__Aim 1__. Render this sentence from the Acton history text in Spanish: "In 1944, the tannery was sold to Canada Packers who ran it until its closure in 1986."
__Aim 2__. Write what comes next in the text about Acton, Ontario, beginning right after its last sentence.

Acton (population 9,377 in 2021) is a community located in the town of Halton Hills, in Halton Region, Ontario, Canada. At the northern end of the Region, it is on the outer edge of the Greater Toronto Area and is one of two of the primary population centres of the Town; the other is Georgetown. From 1842 until 1986, the town was a major centre for the tanning and leather goods industry. In the early years, it was often referred to as "Leathertown".

History

In 1825, the area now known as Acton was settled by the Rev. Ezra, Rev. Zenas, and Rufus Adams. These men were Methodist preachers who took a sabbatical and began farming here on a branch of the Credit River. A fourth brother, Eliphalet, also settled here later.  In the 1840s, the community had a grist mill and tannery. The community was initially named Danville when settler Wheeler Green opened a dry-goods store in 1828. It was later called Adamsville, after the three original settlers.

When the Mississaugas still had their reserve at Port Credit in the 19th Century, they would come up to Acton every spring to tap the sugar bush just south of the village.

In 1856, the Grand Trunk Railway arrived and helped spur growth in the area, especially along Mill Street. By 1869, Acton had businesses that included woodworking mills, tanneries, glove makers and carriage works. Originally part of Esquesing Township, Acton's principal trade was in grain, lumber, cordwood, leather and hops. Under a bylaw passed by the Halton County Council in September 1873, it was incorporated as a village in 1874, and erected into a town in 1950. A new town hall was opened in 1883 (and designated a Heritage Building in 1996); postmaster Robert Swan named the village Acton after the area of Acton, London in England.

In 1926, with the help of Sir Harry Brittain, the Village of Acton was given permission by the Municipal Borough of Acton in Middlesex, England to adopt a variant of the latter's coat of arms, substituting maple leaves for the oak leaves in the original. The municipal council continued to use it until 1974, when Acton amalgamated with the Town of Georgetown and most of the Township of Esquesing to form the Town of Halton Hills.

Leather industry

Tanning has been an important industry in Acton since 1842, when the first tannery was established by Abraham Nelles, as the area was attractive to the leather industry because of the large numbers of hemlock and spruce trees. These provided the tannin required for a firm, high quality leather of a reddish colour.

A number of subsequent owners operated the tannery business, before the Beardmore family purchased it in 1865, running it for over 50 years.  At one time, it was the largest tanner in Canada.

The Beardmores also opened tanneries in other parts of southern Ontario. From 1877 to 1922, they operated another large facility in Bracebridge, having been attracted by the area's large supply of hemlock. It closed due to the decline of American markets around 1920.

By 1889, their main tanneries in Acton were very large, with a combined floor space of almost . They also built a large brick warehouse that year beside the railway tracks. Hides arrived by rail and were taken for processing by horse-drawn wagons and then shipped by rail to customers.

In 1944, the tannery was sold to Canada Packers who ran it until its closure in 1986.

In March 1946, a breach in the tannery's filter dam lead to the release of  of waste water and debris, which flooded the village water supply and caused extensive property damage downstream as far as Limehouse and Stewarttown.

(Named object pointing entries)

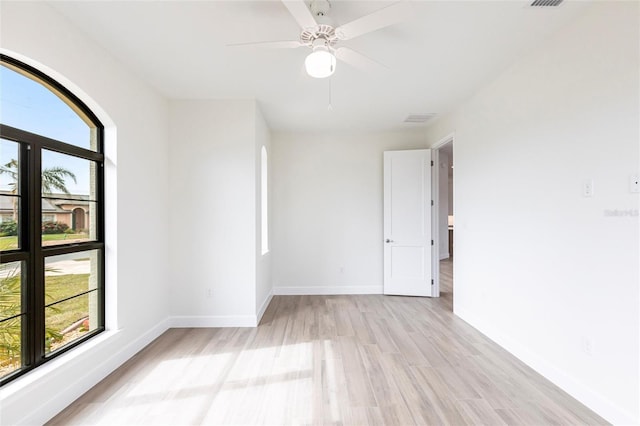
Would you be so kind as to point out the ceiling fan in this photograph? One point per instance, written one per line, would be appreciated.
(323, 38)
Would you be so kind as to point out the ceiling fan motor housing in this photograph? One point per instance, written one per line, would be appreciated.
(325, 33)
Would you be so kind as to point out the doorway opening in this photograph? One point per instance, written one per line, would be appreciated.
(444, 219)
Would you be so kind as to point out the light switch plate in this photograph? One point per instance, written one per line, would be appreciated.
(587, 188)
(634, 183)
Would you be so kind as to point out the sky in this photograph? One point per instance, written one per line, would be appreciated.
(27, 105)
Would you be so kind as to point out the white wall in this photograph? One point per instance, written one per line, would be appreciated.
(444, 165)
(264, 287)
(539, 268)
(137, 205)
(213, 212)
(327, 196)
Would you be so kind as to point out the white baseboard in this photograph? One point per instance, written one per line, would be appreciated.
(46, 409)
(327, 291)
(263, 307)
(213, 321)
(573, 387)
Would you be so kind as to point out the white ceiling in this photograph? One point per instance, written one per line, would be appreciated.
(438, 58)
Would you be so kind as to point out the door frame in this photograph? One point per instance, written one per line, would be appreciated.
(435, 213)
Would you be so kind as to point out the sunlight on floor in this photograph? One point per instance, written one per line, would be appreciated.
(216, 388)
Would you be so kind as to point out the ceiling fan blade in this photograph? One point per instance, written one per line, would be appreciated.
(300, 13)
(358, 60)
(389, 15)
(288, 44)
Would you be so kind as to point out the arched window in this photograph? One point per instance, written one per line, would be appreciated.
(264, 200)
(52, 220)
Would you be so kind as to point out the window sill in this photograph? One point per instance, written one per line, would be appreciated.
(60, 361)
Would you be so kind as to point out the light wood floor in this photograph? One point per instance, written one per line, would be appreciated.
(330, 360)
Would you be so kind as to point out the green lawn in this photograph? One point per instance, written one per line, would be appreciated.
(58, 317)
(10, 243)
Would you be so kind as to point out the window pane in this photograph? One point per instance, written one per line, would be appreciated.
(10, 289)
(66, 176)
(29, 105)
(71, 274)
(67, 221)
(9, 222)
(10, 345)
(11, 307)
(9, 166)
(70, 320)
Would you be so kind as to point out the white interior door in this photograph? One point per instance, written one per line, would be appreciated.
(407, 222)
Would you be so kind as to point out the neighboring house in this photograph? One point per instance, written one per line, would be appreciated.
(73, 211)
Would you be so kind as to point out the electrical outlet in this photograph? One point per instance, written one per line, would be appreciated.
(634, 183)
(587, 188)
(587, 345)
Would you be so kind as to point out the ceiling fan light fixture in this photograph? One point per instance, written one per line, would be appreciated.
(320, 63)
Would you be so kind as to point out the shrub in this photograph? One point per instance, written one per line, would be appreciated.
(54, 227)
(8, 228)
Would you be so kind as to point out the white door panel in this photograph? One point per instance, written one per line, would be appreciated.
(407, 222)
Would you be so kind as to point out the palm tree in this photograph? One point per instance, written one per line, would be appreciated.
(53, 178)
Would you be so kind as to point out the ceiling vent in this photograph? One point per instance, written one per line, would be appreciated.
(419, 118)
(546, 3)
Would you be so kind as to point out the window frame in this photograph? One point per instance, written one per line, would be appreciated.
(31, 251)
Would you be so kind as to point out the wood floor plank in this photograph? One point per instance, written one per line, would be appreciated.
(330, 360)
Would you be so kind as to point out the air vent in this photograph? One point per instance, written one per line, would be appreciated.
(546, 3)
(419, 118)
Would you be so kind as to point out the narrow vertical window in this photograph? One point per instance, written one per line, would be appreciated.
(264, 199)
(51, 220)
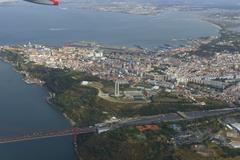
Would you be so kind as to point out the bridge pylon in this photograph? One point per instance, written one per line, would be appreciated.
(75, 134)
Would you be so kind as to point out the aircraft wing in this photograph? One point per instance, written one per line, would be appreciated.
(46, 2)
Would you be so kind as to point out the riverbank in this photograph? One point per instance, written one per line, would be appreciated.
(29, 80)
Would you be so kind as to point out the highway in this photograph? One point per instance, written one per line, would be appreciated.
(104, 127)
(170, 117)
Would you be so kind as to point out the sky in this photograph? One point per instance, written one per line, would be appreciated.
(159, 2)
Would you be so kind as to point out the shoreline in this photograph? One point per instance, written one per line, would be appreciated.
(47, 98)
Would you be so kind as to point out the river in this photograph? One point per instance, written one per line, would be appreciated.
(57, 26)
(23, 109)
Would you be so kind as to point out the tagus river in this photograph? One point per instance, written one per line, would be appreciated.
(23, 107)
(57, 26)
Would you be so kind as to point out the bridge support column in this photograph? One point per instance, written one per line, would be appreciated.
(75, 134)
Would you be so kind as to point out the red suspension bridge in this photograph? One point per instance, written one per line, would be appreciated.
(49, 134)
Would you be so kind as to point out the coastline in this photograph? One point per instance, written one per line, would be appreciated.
(40, 83)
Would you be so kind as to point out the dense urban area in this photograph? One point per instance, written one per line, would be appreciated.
(95, 84)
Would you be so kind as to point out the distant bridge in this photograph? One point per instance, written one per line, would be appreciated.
(103, 127)
(49, 134)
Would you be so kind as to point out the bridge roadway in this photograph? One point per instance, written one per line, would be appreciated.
(50, 134)
(103, 127)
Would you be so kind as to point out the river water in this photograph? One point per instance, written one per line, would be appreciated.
(23, 107)
(57, 26)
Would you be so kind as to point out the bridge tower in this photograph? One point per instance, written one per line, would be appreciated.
(75, 133)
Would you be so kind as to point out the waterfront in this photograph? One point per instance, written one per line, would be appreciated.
(24, 110)
(56, 26)
(42, 25)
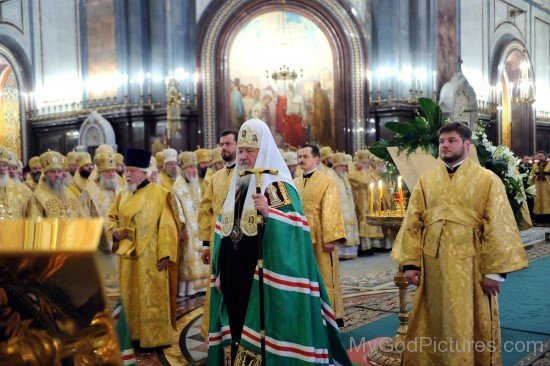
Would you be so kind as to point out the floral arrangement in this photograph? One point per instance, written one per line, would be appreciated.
(421, 132)
(502, 161)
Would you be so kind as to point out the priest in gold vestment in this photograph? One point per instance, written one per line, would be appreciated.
(193, 273)
(211, 205)
(168, 175)
(458, 240)
(347, 250)
(320, 201)
(80, 178)
(100, 192)
(360, 180)
(144, 232)
(14, 197)
(36, 171)
(52, 198)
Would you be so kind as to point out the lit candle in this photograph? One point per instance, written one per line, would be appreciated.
(400, 192)
(371, 198)
(369, 80)
(380, 194)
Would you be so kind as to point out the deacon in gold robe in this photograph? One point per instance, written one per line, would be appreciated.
(320, 201)
(360, 180)
(211, 205)
(326, 162)
(119, 158)
(168, 175)
(204, 160)
(347, 250)
(540, 177)
(458, 240)
(72, 165)
(14, 197)
(291, 161)
(145, 236)
(52, 198)
(80, 178)
(96, 199)
(36, 172)
(193, 273)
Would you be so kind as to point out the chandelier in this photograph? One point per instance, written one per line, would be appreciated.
(284, 74)
(525, 83)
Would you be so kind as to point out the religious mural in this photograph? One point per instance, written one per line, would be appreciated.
(10, 130)
(281, 71)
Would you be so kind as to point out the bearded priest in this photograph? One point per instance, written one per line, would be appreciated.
(300, 326)
(458, 241)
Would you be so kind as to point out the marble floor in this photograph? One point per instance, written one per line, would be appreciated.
(368, 290)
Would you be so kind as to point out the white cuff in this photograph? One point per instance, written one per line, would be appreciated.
(495, 277)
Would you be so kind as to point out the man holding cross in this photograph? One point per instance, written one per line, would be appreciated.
(282, 287)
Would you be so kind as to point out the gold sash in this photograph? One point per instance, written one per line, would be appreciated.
(436, 218)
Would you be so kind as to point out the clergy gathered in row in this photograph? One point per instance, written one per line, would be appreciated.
(261, 233)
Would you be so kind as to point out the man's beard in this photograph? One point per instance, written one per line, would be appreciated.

__Final result 1__. En 1944, la curtiduría fue vendida a Canada Packers, que la operó hasta su cierre en 1986.

__Final result 2__.
In 1980, three investors decided to transform the tannery's warehouse into the Old Hide House, a retail store with leather clothing, goods and furniture. From 1980 to 1993, the Old Hide House also housed a restaurant, Jack Tanner's Table. The business is famous for its commercial slogan that has been in use for decades, "It's worth the drive to Acton!"

The business was closed at times because of bankruptcy and other reasons, but is currently in operation, although the identity of the owners during parts of its history, and even now, has not been publicized.

Other speciality tanners and leather products manufacturers were also established in the town. These included Hewetson Shoe, Coronna Shoe, Superior Glove, Marzo Glove and Frank Heller and Co. In the early 20th century, Acton was the main urban community of Esquesing Township, much larger than nearby Georgetown, Ontario which now has four times the population.

Because of the extensive tanning industry that was located in the area during the 19th Century and early 20th Century, the area has earned the nickname of Leathertown.

Early transportation

Acton is located at the intersection of Highway 7 and Halton Regional Road 25. GO Transit provides bus and train service on its Kitchener corridor, with a stop at Acton GO Station.

The Grand Trunk brought train service to the area in 1856, and its station was located at Mill Street East and Eastern Avenue next to the Beardmore leather warehouse (now known as the Olde Hide House). Canadian National closed the train station in 1967, but the stop continued to serve both Via Rail and GO Trains until the 1990s.  GO Train service resumed on January 7, 2013.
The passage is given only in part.